Start of Working data

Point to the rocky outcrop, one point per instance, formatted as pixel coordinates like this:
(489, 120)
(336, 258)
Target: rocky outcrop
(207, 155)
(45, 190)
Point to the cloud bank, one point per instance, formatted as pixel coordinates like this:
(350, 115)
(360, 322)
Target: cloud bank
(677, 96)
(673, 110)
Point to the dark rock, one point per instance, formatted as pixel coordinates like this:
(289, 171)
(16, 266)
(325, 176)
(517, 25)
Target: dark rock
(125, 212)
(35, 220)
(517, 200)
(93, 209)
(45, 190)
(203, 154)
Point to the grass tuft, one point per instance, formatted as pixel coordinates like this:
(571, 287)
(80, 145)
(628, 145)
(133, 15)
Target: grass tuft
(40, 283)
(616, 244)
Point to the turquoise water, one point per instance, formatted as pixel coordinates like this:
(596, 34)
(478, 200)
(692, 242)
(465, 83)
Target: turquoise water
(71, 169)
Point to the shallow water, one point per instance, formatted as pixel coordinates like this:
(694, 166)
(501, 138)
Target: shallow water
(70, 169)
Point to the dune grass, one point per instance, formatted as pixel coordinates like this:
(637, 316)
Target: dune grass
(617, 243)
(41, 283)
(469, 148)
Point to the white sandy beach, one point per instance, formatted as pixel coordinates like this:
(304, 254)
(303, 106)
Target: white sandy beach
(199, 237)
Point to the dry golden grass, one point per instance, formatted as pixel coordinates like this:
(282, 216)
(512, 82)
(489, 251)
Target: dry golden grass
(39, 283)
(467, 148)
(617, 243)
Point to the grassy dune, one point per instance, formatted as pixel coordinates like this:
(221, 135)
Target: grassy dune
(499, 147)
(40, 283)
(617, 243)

End of Working data

:: Aim of the task ::
Line by line, reproduce the data exactly as given.

:: Output ::
Point to the rocky outcrop, one point per instance, formatted as pixel coordinates like this:
(489, 120)
(336, 258)
Target: rocky outcrop
(207, 155)
(45, 190)
Point to the cloud bank, one point per instance, formatted as pixel coordinates like this:
(350, 115)
(360, 322)
Target: cloud bank
(677, 96)
(673, 110)
Point to the dark rock, one point per instance, formatted as pixel coordinates like this:
(289, 171)
(16, 266)
(325, 176)
(517, 25)
Target: dark rock
(125, 212)
(35, 220)
(517, 200)
(93, 209)
(45, 190)
(203, 154)
Point to the grass tuft, one point per instance, formatted as pixel coordinates like this:
(571, 287)
(80, 145)
(628, 145)
(133, 15)
Target: grass tuft
(40, 283)
(616, 244)
Point to the turquoise water, one point per instance, formatted as pixel coordinates like this:
(596, 34)
(478, 200)
(692, 242)
(465, 83)
Target: turquoise water
(71, 169)
Point to the shallow water, one point per instance, formatted as pixel coordinates like this:
(694, 166)
(501, 138)
Target: shallow water
(70, 169)
Point to the dune grass, one point per instance, formatted as pixel coordinates like this:
(637, 316)
Target: dune grass
(617, 243)
(41, 283)
(469, 148)
Point to the white sandy beach, one point per instance, formatted as pixel coordinates like this:
(304, 254)
(303, 106)
Target: white sandy beach
(199, 237)
Point to the dry golden grass, one point per instance, formatted as pixel coordinates like this:
(282, 216)
(512, 82)
(489, 251)
Target: dry golden grass
(39, 283)
(467, 148)
(617, 243)
Point to the grassy dune, one point per instance, formatted as pixel coordinates like this:
(221, 135)
Target: grassy dune
(499, 147)
(40, 283)
(617, 243)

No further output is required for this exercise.